[[ PROVIDED RECORDS, beginning ]]

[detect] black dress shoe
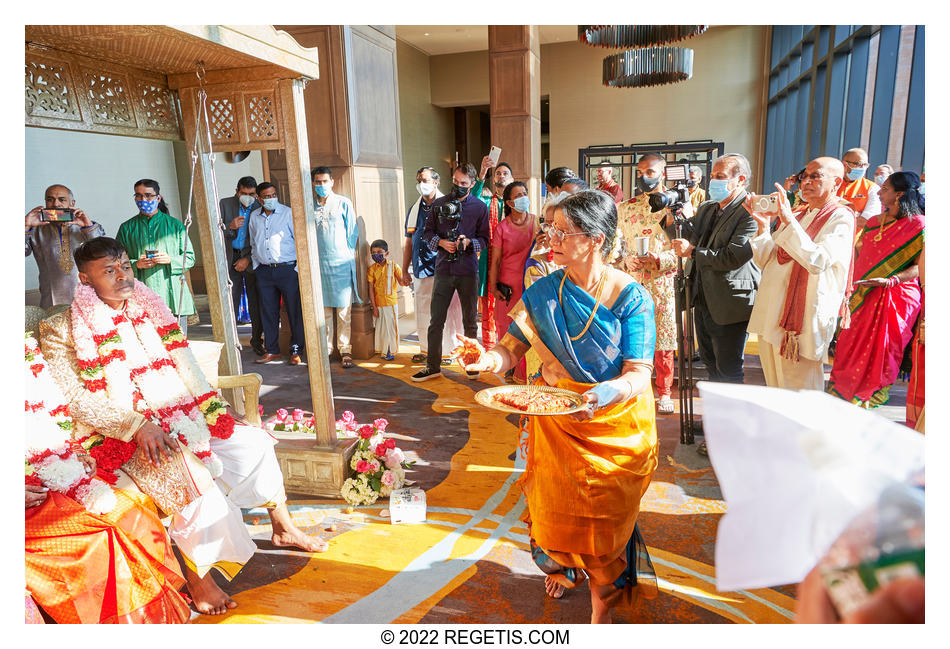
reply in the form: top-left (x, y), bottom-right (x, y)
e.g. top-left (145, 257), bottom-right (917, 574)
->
top-left (251, 341), bottom-right (266, 356)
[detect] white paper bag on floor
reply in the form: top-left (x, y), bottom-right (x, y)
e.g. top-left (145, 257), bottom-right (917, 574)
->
top-left (698, 382), bottom-right (924, 592)
top-left (389, 487), bottom-right (427, 524)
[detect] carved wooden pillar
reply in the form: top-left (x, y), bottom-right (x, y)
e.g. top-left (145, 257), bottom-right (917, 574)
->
top-left (488, 26), bottom-right (543, 209)
top-left (270, 25), bottom-right (406, 360)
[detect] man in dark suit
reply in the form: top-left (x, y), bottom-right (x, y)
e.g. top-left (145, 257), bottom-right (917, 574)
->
top-left (665, 153), bottom-right (760, 386)
top-left (221, 176), bottom-right (264, 356)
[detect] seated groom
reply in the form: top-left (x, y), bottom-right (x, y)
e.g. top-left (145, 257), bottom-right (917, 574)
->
top-left (39, 237), bottom-right (328, 614)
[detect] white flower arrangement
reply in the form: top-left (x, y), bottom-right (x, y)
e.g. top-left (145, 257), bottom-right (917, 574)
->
top-left (339, 416), bottom-right (414, 506)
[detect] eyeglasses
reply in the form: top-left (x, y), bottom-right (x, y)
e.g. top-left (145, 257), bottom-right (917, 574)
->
top-left (842, 160), bottom-right (869, 169)
top-left (548, 225), bottom-right (588, 243)
top-left (133, 192), bottom-right (157, 200)
top-left (798, 172), bottom-right (828, 182)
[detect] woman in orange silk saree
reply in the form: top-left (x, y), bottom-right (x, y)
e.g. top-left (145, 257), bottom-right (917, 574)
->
top-left (467, 191), bottom-right (659, 622)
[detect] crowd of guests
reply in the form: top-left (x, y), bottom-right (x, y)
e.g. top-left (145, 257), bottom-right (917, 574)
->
top-left (24, 143), bottom-right (923, 624)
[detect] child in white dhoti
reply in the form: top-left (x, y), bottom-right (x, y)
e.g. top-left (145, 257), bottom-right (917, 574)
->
top-left (368, 239), bottom-right (403, 360)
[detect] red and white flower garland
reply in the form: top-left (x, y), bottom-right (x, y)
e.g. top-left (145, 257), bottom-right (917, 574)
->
top-left (25, 334), bottom-right (116, 514)
top-left (70, 280), bottom-right (234, 477)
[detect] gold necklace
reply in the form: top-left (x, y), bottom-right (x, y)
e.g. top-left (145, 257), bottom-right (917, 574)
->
top-left (558, 268), bottom-right (608, 341)
top-left (874, 215), bottom-right (893, 243)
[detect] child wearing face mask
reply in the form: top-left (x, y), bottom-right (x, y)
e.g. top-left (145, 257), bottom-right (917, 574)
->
top-left (368, 239), bottom-right (404, 361)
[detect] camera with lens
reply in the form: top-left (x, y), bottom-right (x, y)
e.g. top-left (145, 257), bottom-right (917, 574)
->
top-left (648, 163), bottom-right (690, 214)
top-left (437, 199), bottom-right (463, 262)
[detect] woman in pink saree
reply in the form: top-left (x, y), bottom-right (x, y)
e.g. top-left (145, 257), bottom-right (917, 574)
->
top-left (829, 171), bottom-right (924, 407)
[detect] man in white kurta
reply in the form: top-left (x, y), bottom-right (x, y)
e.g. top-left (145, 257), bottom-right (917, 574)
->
top-left (745, 157), bottom-right (854, 390)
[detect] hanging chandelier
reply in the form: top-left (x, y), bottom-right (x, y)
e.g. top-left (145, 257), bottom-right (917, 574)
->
top-left (602, 47), bottom-right (694, 88)
top-left (578, 25), bottom-right (707, 49)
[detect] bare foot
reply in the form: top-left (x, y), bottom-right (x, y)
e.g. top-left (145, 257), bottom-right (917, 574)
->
top-left (545, 575), bottom-right (565, 599)
top-left (272, 528), bottom-right (329, 553)
top-left (590, 582), bottom-right (614, 624)
top-left (186, 572), bottom-right (237, 615)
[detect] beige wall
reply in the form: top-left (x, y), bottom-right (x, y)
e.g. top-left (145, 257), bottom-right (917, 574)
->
top-left (540, 26), bottom-right (768, 188)
top-left (396, 40), bottom-right (456, 210)
top-left (429, 50), bottom-right (489, 108)
top-left (25, 126), bottom-right (262, 294)
top-left (424, 26), bottom-right (768, 191)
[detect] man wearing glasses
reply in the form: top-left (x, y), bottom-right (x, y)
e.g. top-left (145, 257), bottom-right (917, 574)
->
top-left (838, 148), bottom-right (881, 232)
top-left (744, 157), bottom-right (855, 391)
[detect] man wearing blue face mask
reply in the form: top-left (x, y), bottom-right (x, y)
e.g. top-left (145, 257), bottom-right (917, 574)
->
top-left (667, 154), bottom-right (760, 456)
top-left (311, 166), bottom-right (360, 368)
top-left (246, 182), bottom-right (305, 366)
top-left (222, 176), bottom-right (264, 355)
top-left (838, 148), bottom-right (881, 232)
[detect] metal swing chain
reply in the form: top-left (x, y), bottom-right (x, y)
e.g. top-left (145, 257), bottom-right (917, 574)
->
top-left (178, 61), bottom-right (241, 350)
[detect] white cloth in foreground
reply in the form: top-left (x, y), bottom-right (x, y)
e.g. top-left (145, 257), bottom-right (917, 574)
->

[[ PROVIDED RECORDS, end ]]

§ AIM OF THE EXERCISE:
Output all of the data exactly. Skip the pictures.

§ RESULT OF THIS TASK:
[detect] black dress shoe
reply in the form: top-left (x, y), bottom-right (x, y)
e.g. top-left (145, 257), bottom-right (917, 574)
->
top-left (251, 341), bottom-right (266, 356)
[detect] white paper bag on floor
reply in the form: top-left (x, y), bottom-right (x, y)
e.g. top-left (145, 257), bottom-right (917, 574)
->
top-left (698, 382), bottom-right (924, 592)
top-left (389, 487), bottom-right (427, 524)
[detect] carved wooden pillar
reply in the form: top-left (x, y), bottom-right (x, y)
e.g. top-left (145, 257), bottom-right (917, 574)
->
top-left (488, 26), bottom-right (543, 209)
top-left (270, 25), bottom-right (406, 360)
[detect] man in dark suit
reply in the form: top-left (x, y), bottom-right (x, y)
e.g. top-left (145, 257), bottom-right (917, 574)
->
top-left (665, 153), bottom-right (760, 386)
top-left (221, 176), bottom-right (264, 356)
[detect] seated groom
reply in the form: top-left (x, y), bottom-right (x, y)
e.g. top-left (145, 257), bottom-right (917, 574)
->
top-left (39, 237), bottom-right (328, 614)
[detect] white flower arrangement
reply in the form: top-left (x, y), bottom-right (x, y)
e.g. top-left (145, 257), bottom-right (917, 574)
->
top-left (339, 416), bottom-right (414, 506)
[detect] eyeglasses
reply in the form: top-left (x, y), bottom-right (x, y)
e.g. top-left (145, 257), bottom-right (917, 574)
->
top-left (842, 160), bottom-right (869, 169)
top-left (548, 225), bottom-right (588, 243)
top-left (133, 192), bottom-right (157, 200)
top-left (798, 172), bottom-right (828, 182)
[detect] woman in orange silk saree
reply in the form: top-left (x, y), bottom-right (x, y)
e.g. top-left (145, 257), bottom-right (917, 574)
->
top-left (467, 191), bottom-right (659, 622)
[detect] crowd of guests
reply in the form: top-left (x, y), bottom-right (x, y)
e.g. top-left (145, 257), bottom-right (917, 574)
->
top-left (24, 143), bottom-right (923, 624)
[detect] child in white dhoti
reply in the form: top-left (x, y), bottom-right (x, y)
e.g. top-left (145, 257), bottom-right (917, 574)
->
top-left (368, 239), bottom-right (403, 360)
[detect] red and white flower garland
reply in the form: top-left (x, y), bottom-right (x, y)
e.g. top-left (145, 257), bottom-right (917, 574)
->
top-left (25, 334), bottom-right (116, 514)
top-left (70, 280), bottom-right (234, 477)
[detect] gold necklace
reply in the form: top-left (x, y), bottom-right (x, y)
e.g. top-left (145, 257), bottom-right (917, 574)
->
top-left (558, 268), bottom-right (608, 341)
top-left (874, 215), bottom-right (893, 243)
[detect] child wearing face mask
reply in the form: top-left (x, y), bottom-right (x, y)
e.g. top-left (145, 257), bottom-right (917, 574)
->
top-left (368, 239), bottom-right (404, 361)
[detect] camera with lens
reply in the form: top-left (x, y), bottom-right (x, y)
e.g. top-left (145, 257), bottom-right (917, 574)
->
top-left (648, 163), bottom-right (690, 214)
top-left (437, 199), bottom-right (463, 262)
[detect] woman in pink saree
reply in the form: top-left (x, y), bottom-right (x, y)
e.g. top-left (145, 257), bottom-right (917, 574)
->
top-left (829, 171), bottom-right (924, 407)
[detect] man in white kurta
reply in the form: top-left (x, y), bottom-right (x, y)
e.g. top-left (145, 257), bottom-right (917, 574)
->
top-left (745, 157), bottom-right (854, 390)
[detect] hanging chandelier
reply in the form: top-left (x, y), bottom-right (x, y)
e.g. top-left (145, 257), bottom-right (917, 574)
->
top-left (602, 47), bottom-right (694, 88)
top-left (578, 25), bottom-right (707, 49)
[detect] bare foot
reply in the form: top-left (x, y), bottom-right (x, y)
e.g. top-left (145, 257), bottom-right (917, 574)
->
top-left (545, 575), bottom-right (565, 599)
top-left (272, 528), bottom-right (329, 553)
top-left (590, 582), bottom-right (614, 624)
top-left (186, 572), bottom-right (237, 615)
[detect] beige wall
reply in the form: top-left (x, y), bottom-right (x, y)
e.g. top-left (145, 257), bottom-right (917, 574)
->
top-left (540, 26), bottom-right (768, 188)
top-left (396, 40), bottom-right (456, 210)
top-left (429, 50), bottom-right (489, 108)
top-left (25, 126), bottom-right (262, 294)
top-left (424, 26), bottom-right (768, 191)
[detect] man wearing glasses
reply in the form: top-left (x, y), bottom-right (x, y)
e.g. top-left (145, 257), bottom-right (917, 574)
->
top-left (838, 148), bottom-right (881, 232)
top-left (744, 157), bottom-right (855, 391)
[detect] man wearing blue face mask
reply in the form: top-left (x, y), bottom-right (x, y)
e.g. top-left (145, 257), bottom-right (917, 574)
->
top-left (667, 154), bottom-right (760, 456)
top-left (311, 166), bottom-right (360, 368)
top-left (246, 182), bottom-right (305, 366)
top-left (222, 176), bottom-right (264, 355)
top-left (838, 148), bottom-right (881, 232)
[detect] metal swing chain
reply in the form: top-left (x, y), bottom-right (x, y)
e.g. top-left (145, 257), bottom-right (917, 574)
->
top-left (178, 61), bottom-right (241, 350)
[detect] white cloth in foreground
reply in the form: top-left (x, y), bottom-right (x, y)
e.g. top-left (145, 257), bottom-right (917, 574)
->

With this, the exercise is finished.